Dataset entries |
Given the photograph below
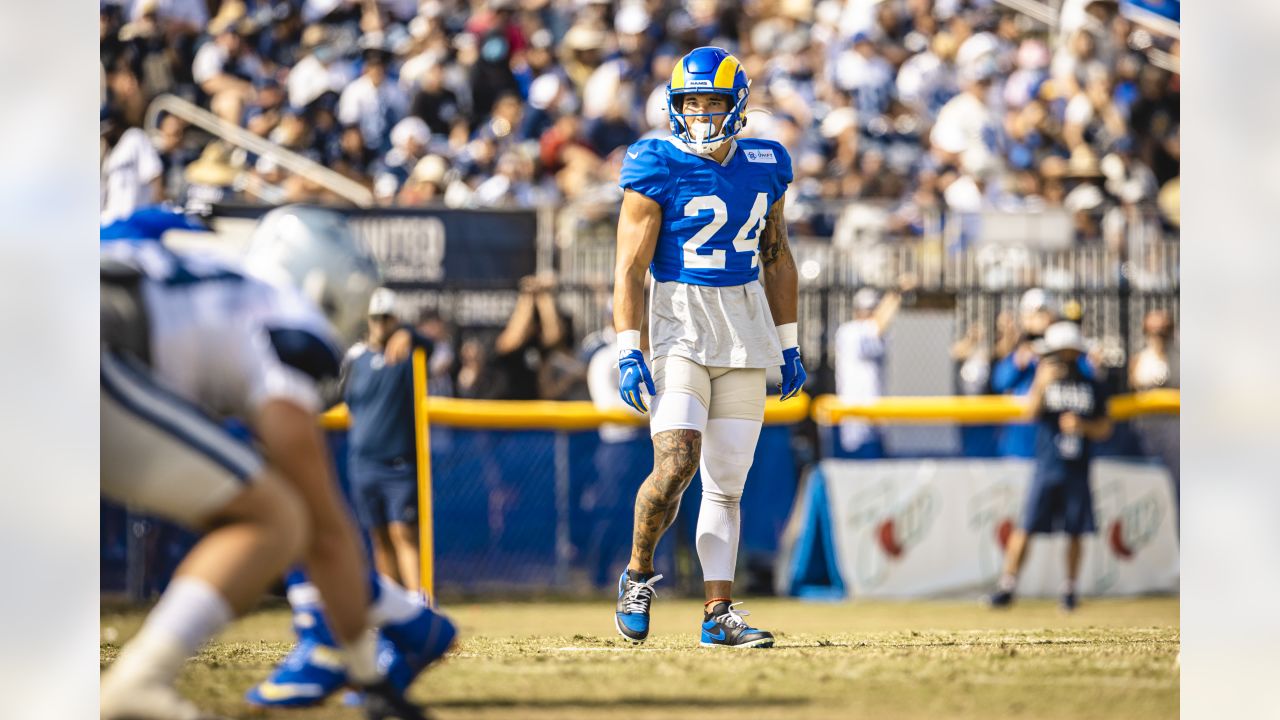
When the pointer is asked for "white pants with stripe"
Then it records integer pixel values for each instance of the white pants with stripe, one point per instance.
(164, 455)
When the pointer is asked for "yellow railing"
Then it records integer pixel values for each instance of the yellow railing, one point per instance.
(826, 409)
(549, 414)
(981, 410)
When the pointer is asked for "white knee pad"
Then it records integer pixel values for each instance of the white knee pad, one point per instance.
(728, 447)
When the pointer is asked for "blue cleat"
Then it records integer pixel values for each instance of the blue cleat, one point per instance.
(310, 673)
(314, 669)
(635, 596)
(420, 641)
(725, 627)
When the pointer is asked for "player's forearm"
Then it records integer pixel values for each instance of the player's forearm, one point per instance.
(627, 299)
(519, 328)
(778, 268)
(782, 291)
(638, 236)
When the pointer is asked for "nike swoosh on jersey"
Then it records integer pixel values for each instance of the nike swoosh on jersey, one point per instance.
(288, 691)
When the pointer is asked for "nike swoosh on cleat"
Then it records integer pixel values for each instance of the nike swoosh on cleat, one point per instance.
(274, 692)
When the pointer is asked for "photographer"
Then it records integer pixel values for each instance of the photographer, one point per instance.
(1070, 414)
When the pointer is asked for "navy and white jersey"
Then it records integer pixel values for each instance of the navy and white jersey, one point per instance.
(712, 213)
(1057, 455)
(224, 340)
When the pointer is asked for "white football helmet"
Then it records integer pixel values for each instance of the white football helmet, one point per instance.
(314, 250)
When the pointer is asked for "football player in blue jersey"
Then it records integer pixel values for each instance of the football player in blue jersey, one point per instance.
(703, 210)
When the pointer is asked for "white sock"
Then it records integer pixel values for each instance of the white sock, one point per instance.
(304, 595)
(190, 613)
(361, 659)
(718, 524)
(393, 606)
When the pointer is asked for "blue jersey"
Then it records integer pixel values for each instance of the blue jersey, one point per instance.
(712, 214)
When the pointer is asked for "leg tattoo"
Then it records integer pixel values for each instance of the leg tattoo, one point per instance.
(675, 460)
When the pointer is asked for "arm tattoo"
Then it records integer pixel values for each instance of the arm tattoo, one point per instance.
(675, 460)
(775, 249)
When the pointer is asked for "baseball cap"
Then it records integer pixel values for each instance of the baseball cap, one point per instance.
(865, 299)
(1033, 300)
(382, 302)
(1061, 336)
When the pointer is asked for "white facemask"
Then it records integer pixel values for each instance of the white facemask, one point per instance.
(699, 132)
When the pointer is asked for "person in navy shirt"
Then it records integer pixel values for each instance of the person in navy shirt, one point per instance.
(1070, 415)
(382, 452)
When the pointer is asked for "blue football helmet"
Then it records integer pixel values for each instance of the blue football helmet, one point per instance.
(707, 69)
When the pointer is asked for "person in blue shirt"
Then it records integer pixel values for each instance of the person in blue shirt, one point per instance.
(1070, 415)
(703, 210)
(382, 451)
(1014, 373)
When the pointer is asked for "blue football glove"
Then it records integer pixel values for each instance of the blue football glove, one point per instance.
(792, 373)
(631, 373)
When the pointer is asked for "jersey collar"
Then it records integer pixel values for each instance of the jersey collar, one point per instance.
(684, 146)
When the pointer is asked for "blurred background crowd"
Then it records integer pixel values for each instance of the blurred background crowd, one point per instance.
(922, 105)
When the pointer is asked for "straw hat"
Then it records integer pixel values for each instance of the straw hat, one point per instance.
(214, 167)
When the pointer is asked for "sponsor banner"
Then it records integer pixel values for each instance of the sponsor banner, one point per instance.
(439, 246)
(912, 528)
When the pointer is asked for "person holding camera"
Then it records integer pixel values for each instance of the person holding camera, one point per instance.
(1069, 411)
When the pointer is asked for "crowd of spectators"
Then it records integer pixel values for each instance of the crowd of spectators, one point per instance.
(917, 104)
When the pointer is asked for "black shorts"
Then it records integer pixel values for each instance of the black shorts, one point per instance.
(1060, 505)
(383, 492)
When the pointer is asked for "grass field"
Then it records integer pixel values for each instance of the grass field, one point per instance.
(915, 660)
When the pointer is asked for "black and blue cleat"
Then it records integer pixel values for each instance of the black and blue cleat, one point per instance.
(635, 597)
(725, 627)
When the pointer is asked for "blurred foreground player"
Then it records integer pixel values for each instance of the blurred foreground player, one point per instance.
(703, 210)
(187, 342)
(1070, 413)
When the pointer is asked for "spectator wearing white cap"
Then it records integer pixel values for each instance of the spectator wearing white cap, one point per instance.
(1069, 409)
(410, 139)
(928, 80)
(131, 171)
(867, 77)
(435, 103)
(382, 458)
(371, 101)
(860, 367)
(1016, 370)
(967, 132)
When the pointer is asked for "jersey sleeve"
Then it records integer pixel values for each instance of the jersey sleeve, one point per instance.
(785, 173)
(644, 171)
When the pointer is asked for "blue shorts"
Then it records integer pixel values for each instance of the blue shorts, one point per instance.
(1060, 505)
(383, 491)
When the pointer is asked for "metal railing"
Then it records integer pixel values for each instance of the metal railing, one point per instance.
(240, 137)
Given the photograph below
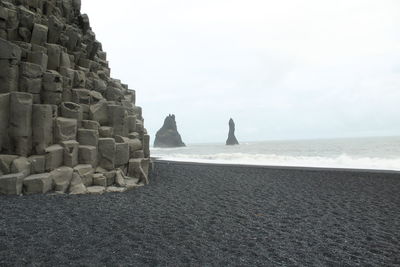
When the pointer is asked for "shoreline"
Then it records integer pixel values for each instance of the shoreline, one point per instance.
(276, 167)
(196, 214)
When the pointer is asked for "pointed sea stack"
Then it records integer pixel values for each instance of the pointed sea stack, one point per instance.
(168, 135)
(231, 136)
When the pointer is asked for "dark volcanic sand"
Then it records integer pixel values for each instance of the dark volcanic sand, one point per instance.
(210, 215)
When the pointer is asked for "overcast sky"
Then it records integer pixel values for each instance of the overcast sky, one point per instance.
(286, 69)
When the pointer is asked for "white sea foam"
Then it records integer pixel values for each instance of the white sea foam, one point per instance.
(341, 161)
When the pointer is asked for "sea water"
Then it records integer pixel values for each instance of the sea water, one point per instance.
(360, 153)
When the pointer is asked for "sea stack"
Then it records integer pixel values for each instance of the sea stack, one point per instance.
(231, 135)
(168, 135)
(66, 125)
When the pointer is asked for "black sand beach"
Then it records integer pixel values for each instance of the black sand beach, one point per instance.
(211, 215)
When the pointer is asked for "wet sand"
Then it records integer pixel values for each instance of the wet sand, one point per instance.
(213, 215)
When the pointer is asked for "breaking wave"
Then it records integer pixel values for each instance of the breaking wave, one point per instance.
(341, 161)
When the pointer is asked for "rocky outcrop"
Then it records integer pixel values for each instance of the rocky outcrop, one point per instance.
(65, 124)
(168, 135)
(231, 135)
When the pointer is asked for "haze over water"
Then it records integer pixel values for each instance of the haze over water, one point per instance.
(381, 153)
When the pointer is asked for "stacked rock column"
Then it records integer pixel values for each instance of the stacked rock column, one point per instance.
(65, 125)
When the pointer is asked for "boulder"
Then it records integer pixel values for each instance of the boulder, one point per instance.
(114, 189)
(76, 186)
(11, 184)
(5, 163)
(42, 129)
(38, 163)
(86, 172)
(38, 184)
(99, 179)
(96, 190)
(88, 137)
(107, 153)
(65, 129)
(21, 165)
(62, 177)
(138, 168)
(168, 135)
(88, 155)
(99, 112)
(72, 111)
(54, 157)
(71, 153)
(39, 34)
(4, 115)
(120, 178)
(121, 154)
(21, 117)
(105, 131)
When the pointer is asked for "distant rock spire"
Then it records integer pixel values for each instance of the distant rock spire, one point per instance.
(231, 136)
(168, 135)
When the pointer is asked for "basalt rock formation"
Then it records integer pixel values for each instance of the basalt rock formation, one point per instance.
(168, 135)
(231, 135)
(65, 124)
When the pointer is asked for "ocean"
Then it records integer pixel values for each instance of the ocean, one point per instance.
(381, 153)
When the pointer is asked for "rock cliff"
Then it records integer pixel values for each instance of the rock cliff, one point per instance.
(168, 135)
(65, 124)
(231, 135)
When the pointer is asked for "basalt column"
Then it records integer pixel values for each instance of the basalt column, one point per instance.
(65, 124)
(231, 135)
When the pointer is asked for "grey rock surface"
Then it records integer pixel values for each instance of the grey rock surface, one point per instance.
(168, 135)
(231, 135)
(61, 114)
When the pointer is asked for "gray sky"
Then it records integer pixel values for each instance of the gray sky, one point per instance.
(284, 69)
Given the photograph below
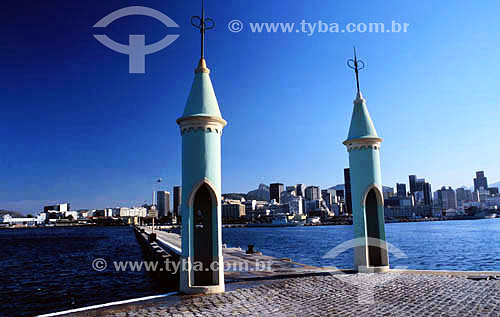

Exercise description | With pictures left out, repeat exactly the lines from the line bearing "basalt column, one point per instance." through the final line of the records above.

Answer to the exercise |
Then it records integer pixel values for each instance of the basalt column, one point per instance.
(65, 124)
(231, 135)
When the pointer is asked for "grey rock surface"
Then it records integer pixel values for each instance of the grey rock surface, one point per instance.
(168, 135)
(231, 135)
(61, 114)
When the pointer is asked for "gray sky"
Then it records integer pixel values for each instance of the gray sky, one point per instance.
(284, 69)
Given the photograph below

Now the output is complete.